Do this:
Reproduce each line of the listing below verbatim.

Input for this task:
---+---
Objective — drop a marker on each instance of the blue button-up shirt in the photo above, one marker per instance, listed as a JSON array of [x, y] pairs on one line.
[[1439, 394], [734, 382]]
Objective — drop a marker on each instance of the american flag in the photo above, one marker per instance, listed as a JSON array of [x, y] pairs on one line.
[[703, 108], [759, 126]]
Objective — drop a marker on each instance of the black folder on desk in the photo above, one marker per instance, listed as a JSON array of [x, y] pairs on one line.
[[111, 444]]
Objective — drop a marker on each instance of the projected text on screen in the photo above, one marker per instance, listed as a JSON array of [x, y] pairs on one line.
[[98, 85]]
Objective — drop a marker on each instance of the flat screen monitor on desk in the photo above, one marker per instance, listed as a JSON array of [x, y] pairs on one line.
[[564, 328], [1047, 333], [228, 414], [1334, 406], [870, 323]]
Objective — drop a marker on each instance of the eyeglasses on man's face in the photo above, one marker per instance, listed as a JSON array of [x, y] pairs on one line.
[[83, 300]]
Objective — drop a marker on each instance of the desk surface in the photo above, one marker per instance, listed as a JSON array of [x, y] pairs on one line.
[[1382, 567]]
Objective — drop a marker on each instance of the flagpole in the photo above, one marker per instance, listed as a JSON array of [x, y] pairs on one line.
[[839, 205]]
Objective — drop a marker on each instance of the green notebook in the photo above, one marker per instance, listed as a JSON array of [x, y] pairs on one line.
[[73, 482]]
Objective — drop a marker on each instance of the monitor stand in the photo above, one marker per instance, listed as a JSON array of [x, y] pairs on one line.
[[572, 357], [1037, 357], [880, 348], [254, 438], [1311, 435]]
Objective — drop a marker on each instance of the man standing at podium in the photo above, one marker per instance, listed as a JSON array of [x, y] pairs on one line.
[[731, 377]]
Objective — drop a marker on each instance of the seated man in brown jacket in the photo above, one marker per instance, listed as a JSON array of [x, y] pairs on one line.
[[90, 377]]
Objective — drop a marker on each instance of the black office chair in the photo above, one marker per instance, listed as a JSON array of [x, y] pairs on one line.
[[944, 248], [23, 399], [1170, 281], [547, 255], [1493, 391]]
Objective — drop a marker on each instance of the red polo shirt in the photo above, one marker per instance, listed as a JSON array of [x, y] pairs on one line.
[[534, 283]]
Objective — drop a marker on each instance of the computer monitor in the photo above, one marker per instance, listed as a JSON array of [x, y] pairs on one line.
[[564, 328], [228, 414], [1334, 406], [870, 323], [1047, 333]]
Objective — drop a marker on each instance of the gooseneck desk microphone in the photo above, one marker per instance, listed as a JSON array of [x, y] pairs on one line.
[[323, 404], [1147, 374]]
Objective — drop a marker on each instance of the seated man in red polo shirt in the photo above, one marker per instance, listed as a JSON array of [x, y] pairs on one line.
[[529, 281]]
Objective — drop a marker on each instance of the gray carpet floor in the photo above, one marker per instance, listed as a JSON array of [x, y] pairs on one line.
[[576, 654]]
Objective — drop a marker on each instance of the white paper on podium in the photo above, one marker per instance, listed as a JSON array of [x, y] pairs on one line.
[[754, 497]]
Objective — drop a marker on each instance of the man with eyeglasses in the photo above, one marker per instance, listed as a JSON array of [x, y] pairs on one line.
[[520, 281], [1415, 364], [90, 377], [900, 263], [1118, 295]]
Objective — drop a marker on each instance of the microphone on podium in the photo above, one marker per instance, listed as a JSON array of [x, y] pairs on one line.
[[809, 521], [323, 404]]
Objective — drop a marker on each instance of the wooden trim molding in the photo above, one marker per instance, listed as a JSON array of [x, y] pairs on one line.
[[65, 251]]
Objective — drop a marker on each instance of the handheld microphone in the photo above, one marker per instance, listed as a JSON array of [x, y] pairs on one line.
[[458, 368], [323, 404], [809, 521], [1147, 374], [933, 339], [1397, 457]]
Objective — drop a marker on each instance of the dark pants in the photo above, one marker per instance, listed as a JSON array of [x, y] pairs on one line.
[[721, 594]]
---+---
Full output:
Objective — drop a marker on each instance of the blue button-up shirt in the photo above, one marker per instance, listed as a JSON array of [x, y] pairs on one line.
[[1439, 394], [734, 382]]
Objective — drop a marker on each instance of the american flag in the photo above, one marker per instance, listed as a JSON array of [x, y] pairs on one line.
[[703, 108], [759, 126]]
Objective — drop a marker on each instance of the black folder on desk in the photo above, one marker per instance, listed as a JSON array of [x, y] pairs on one line.
[[111, 444]]
Objective — drop a marker on each instance of the projected text on screen in the photo above, one marker per instance, listed as a JSON array of [x, y] pairs on one line.
[[98, 85]]
Objective — drop a marker on each instance of the flat screen monitor on desk in the photo above, one marker per instance, listed as a JSON array of [x, y] pairs on one line.
[[564, 328], [1047, 333], [228, 414], [1334, 406], [870, 323]]
Objective — drop a marker on each instance of the eyeglasses on man's face in the photo above, one marker per instance, listed as a JSON array of [x, y] pairs on one line.
[[83, 300]]
Objective — drop a marker on each instance of the desk surface in the photo above, one marker per instance, listed as a JSON array of [x, y] pairs on one line.
[[1382, 567]]
Objective — drop a marker on each instance of the flagpole in the photo above, one marker per instance, listed as a JSON array of [x, y] pairs on one line.
[[839, 205]]
Objective — drop a marker on each instance of the green notebook in the photo above, one marker per instance, listed as a JSON array of [x, y] pairs on one line.
[[73, 482]]
Objective — drop a marker on each instance of the monitor stand in the photo above, one marker per instance, listed as a JSON array of [x, y] pairs on one line.
[[572, 357], [1037, 357], [880, 348], [254, 438], [1311, 435]]
Objective — drop a marker on each instance of the man standing at podium in the photo above, one marker per instance, listed as a JSON array of [x, y] pairs on one line.
[[731, 377]]
Objective — drop a marker on each instance of the seated man in brown jacket in the photo above, one marker per instance, listed as a JSON array of [x, y] pairs on one line.
[[90, 377]]
Objective — drop a marker on each instance of the black office chair in the photo above, one marker per instance, listed as a JSON array of [x, y] pairs on one line.
[[944, 248], [23, 399], [1170, 281], [547, 255], [1493, 391]]
Objective — drop a marker on each instance of the red polo shirt in the photo above, one marker per instance, listed as a JSON array of [x, y] pairs on one line.
[[534, 283]]
Objective — drop a marker on each instance of the computer monitor in the photo above, one marker per instance, listed as a JSON array of [x, y] pairs on one line.
[[564, 328], [228, 414], [1334, 406], [870, 323], [1047, 333]]
Objective — drop a marker on each instance of the gooseneck desk microphone in the photo above, one marker per instance, listed as a JSON array of [x, y] pairs on one line.
[[323, 404], [1147, 374]]
Objective — drop a marker on each instance of the seated man in red polo shirt in the photo above, one marker per instance, listed as a JSON array of [x, y] pairs on one line.
[[529, 281]]
Objective — drop a marker on each instance of the gray carpet floor in the photo above, one marker per instance, listed as a JSON array of [x, y] pairs on one line.
[[576, 654]]
Objective — drop a marker on each instance of the white paper on podium in the photo above, one marker per instance, listed as a JSON array of [x, y] pairs on one line.
[[754, 497]]
Objective — drop a marker on each instance of the man with eyeglasses in the photo above, one marker per instance, listed as a JSON array of [x, y] pairs on one line.
[[520, 281], [1415, 364], [90, 377], [900, 263], [1118, 295]]
Objective — drop a marker on each instance of the microphone on podium in the photo above, one marker per instance, listed as a JSON array of [x, y] pairs on one line.
[[809, 521], [323, 404]]
Objective — drop a marker on each instance of the wooden trim molding in the photo above, one marker per instance, listed as a JSON array of [x, y] pairs on one line.
[[65, 251]]
Objective — drop a marker on each instance of the handheld microphone in the photo above, one marker per instance, listed as a JSON array of [x, y] pairs on one line.
[[458, 368], [323, 404], [809, 521], [1147, 374], [933, 339], [1397, 457]]
Objective — drop a marker on each instance of the dark pants in the photo above, one marker per instance, listed as a JSON array of [x, y] pairs on one line.
[[721, 594]]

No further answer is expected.